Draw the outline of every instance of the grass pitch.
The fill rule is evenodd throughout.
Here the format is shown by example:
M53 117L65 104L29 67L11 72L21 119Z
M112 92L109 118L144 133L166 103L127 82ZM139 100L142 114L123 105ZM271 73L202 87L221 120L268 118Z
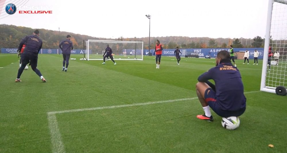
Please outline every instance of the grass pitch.
M153 56L114 65L72 55L65 73L61 55L41 55L47 82L29 67L16 83L16 57L0 54L0 152L287 152L287 97L259 91L262 60L236 61L247 106L230 131L212 111L213 123L196 117L197 79L214 59L162 57L156 69Z

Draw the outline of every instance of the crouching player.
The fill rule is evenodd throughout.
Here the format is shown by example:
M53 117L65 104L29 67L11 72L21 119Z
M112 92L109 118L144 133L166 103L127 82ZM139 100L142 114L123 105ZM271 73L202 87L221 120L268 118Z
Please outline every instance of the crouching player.
M218 115L227 117L241 115L246 107L241 76L231 63L229 53L220 51L216 59L216 66L200 76L196 86L205 113L197 117L210 121L213 119L210 107ZM215 85L208 81L211 79L214 80Z
M105 54L106 55L105 55ZM112 55L112 54L113 51L112 51L112 49L110 48L108 44L107 45L107 48L106 48L106 51L105 51L104 53L104 55L103 55L103 57L104 57L104 63L102 63L102 64L105 64L106 63L105 62L105 59L106 57L109 57L110 59L114 62L114 65L115 65L117 64L117 63L114 60L114 59Z

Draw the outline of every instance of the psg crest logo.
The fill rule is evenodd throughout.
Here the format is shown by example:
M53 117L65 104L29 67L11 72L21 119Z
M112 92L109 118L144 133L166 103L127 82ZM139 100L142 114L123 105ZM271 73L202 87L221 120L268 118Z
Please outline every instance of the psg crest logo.
M6 5L5 10L7 13L13 14L16 12L16 6L13 4L10 3Z

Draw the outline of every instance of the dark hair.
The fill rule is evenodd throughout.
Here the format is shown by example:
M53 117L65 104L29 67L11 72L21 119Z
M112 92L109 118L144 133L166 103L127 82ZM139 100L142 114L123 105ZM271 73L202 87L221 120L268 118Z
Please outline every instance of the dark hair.
M36 29L34 31L34 33L36 34L38 34L39 33L39 30L38 29Z
M220 58L222 60L224 59L230 59L230 55L226 50L223 50L218 52L216 57Z

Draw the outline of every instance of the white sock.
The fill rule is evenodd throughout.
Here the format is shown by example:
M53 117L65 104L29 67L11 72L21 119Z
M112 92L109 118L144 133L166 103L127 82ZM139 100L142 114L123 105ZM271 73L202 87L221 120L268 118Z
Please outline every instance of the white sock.
M205 116L207 117L210 117L211 116L211 112L210 112L210 110L209 109L209 106L203 107L202 108L203 109L203 110L204 111Z

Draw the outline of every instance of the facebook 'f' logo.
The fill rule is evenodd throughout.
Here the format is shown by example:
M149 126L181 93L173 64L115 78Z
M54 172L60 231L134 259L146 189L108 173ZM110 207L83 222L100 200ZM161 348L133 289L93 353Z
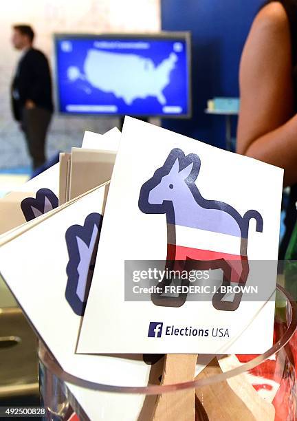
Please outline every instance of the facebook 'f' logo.
M163 323L162 322L151 322L148 327L148 338L161 338Z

--

Do this: Can you lay out every line of the listing above as a JSON list of strings, one string per line, with blank lines dropped and the pictures left out?

Reply:
[
  "Draw the outline of every instance of the grass pitch.",
  "The fill rule is evenodd throughout.",
  "Here the format is shown by example:",
  "M53 117L65 104L29 67L11 72L21 119Z",
  "M112 92L109 118L144 133L166 103L127 82ZM139 100L142 114L123 105ZM271 73L202 87L221 120L268 118Z",
  "Please outline every instance of the grass pitch.",
  "M153 56L114 65L72 55L65 73L61 55L41 55L47 82L29 67L16 83L16 57L0 54L0 152L287 152L287 97L259 91L262 60L236 61L247 106L230 131L212 111L213 123L196 117L197 79L214 59L162 57L156 69Z",
  "Draw the outline of every instance of the crouching player.",
  "The fill rule is evenodd throughout.",
  "Here the format is shown by example:",
  "M53 117L65 104L29 67L11 72L21 119Z",
  "M112 92L109 118L144 133L166 103L127 82ZM139 100L142 114L123 105ZM271 73L202 87L221 120L268 118Z",
  "Please outline every instance of the crouching player.",
  "M218 115L227 117L241 115L246 107L241 76L231 63L229 53L220 51L216 59L216 66L200 76L196 86L205 113L197 117L210 121L213 119L210 107ZM215 85L208 81L211 79L214 80Z",
  "M105 54L106 55L105 55ZM112 55L112 54L113 51L112 51L112 49L110 48L108 44L107 45L107 48L106 48L106 51L105 51L104 53L104 55L103 55L103 57L104 57L104 63L102 63L102 64L105 64L106 63L105 62L105 59L106 57L109 57L110 59L114 62L114 65L115 65L117 64L117 63L114 60L114 59Z",
  "Draw the outline of every instance of the psg crest logo.",
  "The fill rule is evenodd throughout.",
  "Here the format is shown by example:",
  "M53 117L65 104L29 67L11 72L21 119Z",
  "M112 92L109 118L144 133L166 103L127 82ZM139 100L142 114L123 105ZM271 73L202 87L221 120L268 118Z",
  "Please outline every instance of the psg crest logo.",
  "M6 5L5 10L7 13L13 14L16 12L16 6L13 4L10 3Z",
  "Draw the outline of every instance of the dark hair.",
  "The fill rule is evenodd throughout.",
  "Here the format is shown by example:",
  "M53 117L65 104L29 67L11 72L21 119Z",
  "M112 92L109 118L144 133L166 103L127 82ZM139 100L142 114L123 105ZM271 73L202 87L221 120L268 118Z",
  "Please outline every instance of the dark hair.",
  "M36 29L34 31L34 33L36 34L38 34L39 33L39 30L38 29Z",
  "M220 58L222 60L224 59L230 59L230 55L226 50L223 50L218 52L216 57Z",
  "Draw the outline of every instance of the white sock.",
  "The fill rule is evenodd throughout.",
  "Here the format is shown by example:",
  "M53 117L65 104L29 67L11 72L21 119Z",
  "M112 92L109 118L144 133L166 103L127 82ZM139 100L142 114L123 105ZM271 73L202 87L221 120L268 118Z",
  "Please outline every instance of the white sock.",
  "M205 116L207 117L210 117L211 116L211 112L210 112L210 110L209 109L209 106L203 107L202 108L203 109L203 110L204 111Z",
  "Draw the outline of every instance of the facebook 'f' logo.",
  "The fill rule is evenodd throughout.",
  "Here the format is shown by example:",
  "M149 126L181 93L173 64L115 78Z",
  "M54 172L60 231L134 259L146 189L108 173ZM110 207L83 222L100 200ZM161 348L133 289L93 353Z",
  "Please outline every instance of the facebook 'f' logo.",
  "M163 323L162 322L151 322L148 327L148 338L161 338Z"
]